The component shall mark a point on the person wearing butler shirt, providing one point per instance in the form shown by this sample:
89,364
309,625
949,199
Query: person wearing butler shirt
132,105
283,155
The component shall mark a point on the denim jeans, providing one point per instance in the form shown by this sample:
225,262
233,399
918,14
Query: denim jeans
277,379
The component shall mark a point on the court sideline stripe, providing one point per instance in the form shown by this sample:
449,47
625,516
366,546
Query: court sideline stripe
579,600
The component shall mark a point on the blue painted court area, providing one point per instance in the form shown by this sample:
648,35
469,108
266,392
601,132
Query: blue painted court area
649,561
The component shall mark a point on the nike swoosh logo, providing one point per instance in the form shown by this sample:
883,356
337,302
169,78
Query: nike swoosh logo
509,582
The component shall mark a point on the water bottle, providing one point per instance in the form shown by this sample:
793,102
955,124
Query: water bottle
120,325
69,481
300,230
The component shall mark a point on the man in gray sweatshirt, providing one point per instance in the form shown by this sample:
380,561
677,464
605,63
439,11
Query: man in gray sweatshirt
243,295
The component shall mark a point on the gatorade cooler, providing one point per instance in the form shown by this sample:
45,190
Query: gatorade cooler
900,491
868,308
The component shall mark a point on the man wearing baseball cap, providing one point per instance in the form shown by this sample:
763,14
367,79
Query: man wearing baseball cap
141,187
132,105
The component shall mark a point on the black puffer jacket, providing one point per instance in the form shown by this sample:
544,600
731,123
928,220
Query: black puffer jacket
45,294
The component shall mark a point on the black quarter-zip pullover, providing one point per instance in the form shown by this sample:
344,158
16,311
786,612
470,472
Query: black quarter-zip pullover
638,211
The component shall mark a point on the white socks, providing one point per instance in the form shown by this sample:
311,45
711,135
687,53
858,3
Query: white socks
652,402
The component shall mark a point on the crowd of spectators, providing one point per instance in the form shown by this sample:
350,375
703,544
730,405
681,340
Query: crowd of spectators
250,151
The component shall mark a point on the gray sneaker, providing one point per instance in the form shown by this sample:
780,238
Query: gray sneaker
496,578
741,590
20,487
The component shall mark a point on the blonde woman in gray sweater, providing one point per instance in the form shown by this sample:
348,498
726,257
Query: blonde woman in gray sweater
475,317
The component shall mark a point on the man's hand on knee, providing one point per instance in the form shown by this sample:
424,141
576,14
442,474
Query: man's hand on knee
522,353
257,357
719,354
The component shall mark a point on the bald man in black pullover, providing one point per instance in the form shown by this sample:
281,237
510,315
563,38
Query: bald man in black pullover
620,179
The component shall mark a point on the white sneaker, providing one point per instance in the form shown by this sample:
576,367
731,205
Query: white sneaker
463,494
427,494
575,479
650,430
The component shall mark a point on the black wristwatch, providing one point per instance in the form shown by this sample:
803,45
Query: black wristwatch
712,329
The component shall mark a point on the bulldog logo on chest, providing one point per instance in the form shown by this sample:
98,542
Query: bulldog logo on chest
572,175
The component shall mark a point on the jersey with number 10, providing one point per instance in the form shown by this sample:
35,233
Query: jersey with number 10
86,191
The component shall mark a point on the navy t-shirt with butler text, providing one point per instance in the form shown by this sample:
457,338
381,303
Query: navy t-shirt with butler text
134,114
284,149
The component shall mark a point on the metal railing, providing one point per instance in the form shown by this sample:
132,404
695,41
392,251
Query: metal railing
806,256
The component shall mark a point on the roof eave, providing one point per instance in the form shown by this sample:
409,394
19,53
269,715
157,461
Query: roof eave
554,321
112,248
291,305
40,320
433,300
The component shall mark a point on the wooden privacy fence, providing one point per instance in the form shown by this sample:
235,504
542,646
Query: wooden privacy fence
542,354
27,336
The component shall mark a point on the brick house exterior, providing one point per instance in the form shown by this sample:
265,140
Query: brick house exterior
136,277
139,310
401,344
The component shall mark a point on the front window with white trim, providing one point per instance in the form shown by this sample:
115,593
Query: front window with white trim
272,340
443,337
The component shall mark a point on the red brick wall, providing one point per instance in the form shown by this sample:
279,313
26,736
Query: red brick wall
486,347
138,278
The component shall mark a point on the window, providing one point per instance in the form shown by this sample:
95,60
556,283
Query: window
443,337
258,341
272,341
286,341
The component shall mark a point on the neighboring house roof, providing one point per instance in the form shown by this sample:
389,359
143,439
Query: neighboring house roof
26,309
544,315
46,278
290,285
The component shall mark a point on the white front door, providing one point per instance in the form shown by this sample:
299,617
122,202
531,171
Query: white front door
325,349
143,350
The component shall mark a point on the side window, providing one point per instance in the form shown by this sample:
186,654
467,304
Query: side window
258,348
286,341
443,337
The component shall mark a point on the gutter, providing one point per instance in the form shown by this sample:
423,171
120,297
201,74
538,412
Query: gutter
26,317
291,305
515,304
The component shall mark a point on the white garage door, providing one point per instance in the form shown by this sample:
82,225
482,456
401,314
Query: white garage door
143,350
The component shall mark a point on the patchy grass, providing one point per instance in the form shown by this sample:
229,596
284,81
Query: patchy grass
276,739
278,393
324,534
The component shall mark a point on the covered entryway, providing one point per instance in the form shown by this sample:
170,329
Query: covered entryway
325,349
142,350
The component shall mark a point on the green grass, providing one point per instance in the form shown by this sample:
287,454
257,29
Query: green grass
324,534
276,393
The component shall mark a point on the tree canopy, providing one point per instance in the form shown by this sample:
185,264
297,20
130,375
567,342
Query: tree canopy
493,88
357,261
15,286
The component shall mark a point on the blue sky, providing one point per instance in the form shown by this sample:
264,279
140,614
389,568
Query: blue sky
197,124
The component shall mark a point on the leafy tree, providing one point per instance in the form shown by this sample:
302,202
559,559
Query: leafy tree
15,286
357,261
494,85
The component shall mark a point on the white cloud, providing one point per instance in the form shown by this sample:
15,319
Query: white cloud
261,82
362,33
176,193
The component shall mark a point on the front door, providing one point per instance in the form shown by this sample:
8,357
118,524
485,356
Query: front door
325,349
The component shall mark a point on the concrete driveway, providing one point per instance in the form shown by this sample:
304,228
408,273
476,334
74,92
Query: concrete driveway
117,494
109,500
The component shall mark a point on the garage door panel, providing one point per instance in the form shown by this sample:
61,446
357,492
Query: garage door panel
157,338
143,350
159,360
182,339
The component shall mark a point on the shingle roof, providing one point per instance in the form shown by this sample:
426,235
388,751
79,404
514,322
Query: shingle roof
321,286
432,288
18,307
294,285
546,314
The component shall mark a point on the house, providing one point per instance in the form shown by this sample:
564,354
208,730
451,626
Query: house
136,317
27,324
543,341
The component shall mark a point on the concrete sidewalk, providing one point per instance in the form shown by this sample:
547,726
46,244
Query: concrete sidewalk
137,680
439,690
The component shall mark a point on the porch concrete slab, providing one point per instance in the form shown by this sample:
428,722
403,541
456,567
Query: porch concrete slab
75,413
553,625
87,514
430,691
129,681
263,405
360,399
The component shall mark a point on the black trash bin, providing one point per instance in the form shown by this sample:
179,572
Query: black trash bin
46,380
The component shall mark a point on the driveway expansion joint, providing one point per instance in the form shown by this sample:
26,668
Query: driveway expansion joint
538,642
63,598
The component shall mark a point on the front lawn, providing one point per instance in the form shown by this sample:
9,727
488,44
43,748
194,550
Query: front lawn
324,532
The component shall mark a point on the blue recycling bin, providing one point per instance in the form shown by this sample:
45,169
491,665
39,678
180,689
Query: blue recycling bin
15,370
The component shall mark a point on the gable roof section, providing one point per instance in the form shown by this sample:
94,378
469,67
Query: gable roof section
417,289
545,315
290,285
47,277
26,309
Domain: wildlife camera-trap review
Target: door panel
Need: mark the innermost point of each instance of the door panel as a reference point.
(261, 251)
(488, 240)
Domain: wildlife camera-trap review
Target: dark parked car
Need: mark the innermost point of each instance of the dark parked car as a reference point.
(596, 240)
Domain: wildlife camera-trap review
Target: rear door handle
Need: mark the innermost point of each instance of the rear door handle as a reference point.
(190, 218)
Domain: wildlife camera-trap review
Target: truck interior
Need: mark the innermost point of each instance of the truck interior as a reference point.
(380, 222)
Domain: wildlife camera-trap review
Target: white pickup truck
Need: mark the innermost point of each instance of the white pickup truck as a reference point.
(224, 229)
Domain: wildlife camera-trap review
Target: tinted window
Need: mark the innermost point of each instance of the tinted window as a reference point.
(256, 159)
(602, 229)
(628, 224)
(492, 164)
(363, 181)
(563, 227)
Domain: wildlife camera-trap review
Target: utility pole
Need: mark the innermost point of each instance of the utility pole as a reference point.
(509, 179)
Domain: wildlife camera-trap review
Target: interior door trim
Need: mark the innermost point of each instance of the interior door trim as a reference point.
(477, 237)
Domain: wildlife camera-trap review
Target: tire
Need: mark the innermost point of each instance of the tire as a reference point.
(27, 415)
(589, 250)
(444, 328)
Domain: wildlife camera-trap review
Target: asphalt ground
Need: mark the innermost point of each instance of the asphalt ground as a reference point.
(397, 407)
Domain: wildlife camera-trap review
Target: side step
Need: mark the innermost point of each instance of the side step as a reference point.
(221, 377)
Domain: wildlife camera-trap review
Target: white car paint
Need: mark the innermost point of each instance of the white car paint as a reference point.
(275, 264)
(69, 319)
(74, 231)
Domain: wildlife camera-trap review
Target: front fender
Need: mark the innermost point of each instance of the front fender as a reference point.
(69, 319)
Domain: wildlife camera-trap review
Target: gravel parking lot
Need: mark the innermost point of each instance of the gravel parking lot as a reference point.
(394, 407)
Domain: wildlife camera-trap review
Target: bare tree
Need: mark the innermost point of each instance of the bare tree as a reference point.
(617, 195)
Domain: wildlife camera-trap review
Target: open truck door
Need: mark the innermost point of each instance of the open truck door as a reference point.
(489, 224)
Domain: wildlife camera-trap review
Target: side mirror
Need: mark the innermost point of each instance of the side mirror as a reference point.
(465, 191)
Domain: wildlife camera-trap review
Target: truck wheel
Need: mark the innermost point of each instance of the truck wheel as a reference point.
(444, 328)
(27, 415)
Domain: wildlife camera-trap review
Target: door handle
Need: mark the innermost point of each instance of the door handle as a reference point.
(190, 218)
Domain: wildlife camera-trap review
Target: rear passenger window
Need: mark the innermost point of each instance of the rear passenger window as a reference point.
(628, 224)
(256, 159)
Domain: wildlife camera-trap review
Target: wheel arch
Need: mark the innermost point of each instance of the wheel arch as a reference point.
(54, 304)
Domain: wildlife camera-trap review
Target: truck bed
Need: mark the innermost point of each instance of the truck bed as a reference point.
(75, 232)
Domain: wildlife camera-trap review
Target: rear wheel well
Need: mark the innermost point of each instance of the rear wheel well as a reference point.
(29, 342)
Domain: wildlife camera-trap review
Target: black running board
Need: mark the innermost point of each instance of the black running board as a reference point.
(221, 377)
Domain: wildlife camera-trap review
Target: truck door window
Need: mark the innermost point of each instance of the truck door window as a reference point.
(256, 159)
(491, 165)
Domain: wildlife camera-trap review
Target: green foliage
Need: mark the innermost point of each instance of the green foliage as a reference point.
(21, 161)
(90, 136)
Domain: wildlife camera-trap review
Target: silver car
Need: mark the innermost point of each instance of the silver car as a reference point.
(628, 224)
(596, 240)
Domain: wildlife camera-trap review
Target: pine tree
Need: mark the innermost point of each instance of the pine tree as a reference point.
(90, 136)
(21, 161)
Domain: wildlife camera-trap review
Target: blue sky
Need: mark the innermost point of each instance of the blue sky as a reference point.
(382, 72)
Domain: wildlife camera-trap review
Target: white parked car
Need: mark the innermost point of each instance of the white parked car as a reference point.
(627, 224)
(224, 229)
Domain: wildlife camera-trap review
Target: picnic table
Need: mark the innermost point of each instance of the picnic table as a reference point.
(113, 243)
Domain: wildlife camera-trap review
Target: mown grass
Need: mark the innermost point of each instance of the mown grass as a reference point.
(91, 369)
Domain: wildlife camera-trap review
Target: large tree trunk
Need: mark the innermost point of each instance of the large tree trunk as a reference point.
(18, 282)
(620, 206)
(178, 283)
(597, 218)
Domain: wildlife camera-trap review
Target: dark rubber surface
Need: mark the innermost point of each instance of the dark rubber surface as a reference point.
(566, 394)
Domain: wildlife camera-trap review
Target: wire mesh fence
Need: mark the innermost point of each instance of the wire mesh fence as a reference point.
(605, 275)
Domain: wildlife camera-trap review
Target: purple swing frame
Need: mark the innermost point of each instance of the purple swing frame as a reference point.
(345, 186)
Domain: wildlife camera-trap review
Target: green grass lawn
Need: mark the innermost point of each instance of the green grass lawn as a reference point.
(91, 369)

——————

### [ASSIGNED TASK]
Every line above from the line with "Need: mark the innermost point of each instance of the asphalt" to the line with "Target: black running board" is wanted, ends included; write them out exactly and add no other line.

### [RESPONSE]
Need: mark the innermost point of each instance of the asphalt ground as a reference point.
(397, 407)
Domain: wildlife camera-trap review
Target: side step
Need: mark the innermost point of each instance of the side step as a reference point.
(221, 377)
Domain: wildlife camera-trap review
Target: white car paint
Need: mark the innermost point of each instance of the white car paint as a reference point.
(275, 264)
(69, 319)
(74, 231)
Domain: wildlife camera-trap review
Target: front fender
Need: mark the innermost point of each instance of the front fender as a reference point.
(69, 319)
Domain: wildlife camera-trap review
Target: gravel parking lot
Need: mark the innermost point of each instance of the gravel parking lot as a reference point.
(394, 407)
Domain: wildlife camera-trap review
Target: bare tree
Need: mark the innermost point of each instance of the bare tree as a reference point.
(617, 195)
Domain: wildlife camera-trap review
Target: open truck door
Need: mark the innermost point of each instance of the open truck door as a reference point.
(489, 224)
Domain: wildlife camera-trap review
Target: side mirror
Need: mark the innermost point of each instance of the side mirror as a reference point.
(465, 191)
Domain: wildlife camera-trap review
Target: truck wheel
Need: mark the innermost point of each instance of the truck wheel as a reference point.
(444, 328)
(27, 415)
Domain: wildlife camera-trap review
Target: door handle
Need: mark the innermost point of each instance of the door handle as a reference point.
(190, 218)
Domain: wildlife camera-trap review
Target: rear passenger window
Need: mark the innermost point of each instance of the rear passenger window as a reference point.
(628, 224)
(256, 159)
Domain: wildlife camera-trap review
Target: wheel arch
Need: mark the innermost point of each instance of the wheel arch as a reference point.
(54, 304)
Domain: wildlife camera-trap review
Target: truck bed
Need: mark the innermost point of each instance of the truck bed as a reference point.
(75, 232)
Domain: wildlife camera-trap review
Target: rear wheel well
Need: mark the innermost point of each instance of the rear wheel well as a reference point.
(29, 342)
Domain: wildlife camera-trap review
Target: black running board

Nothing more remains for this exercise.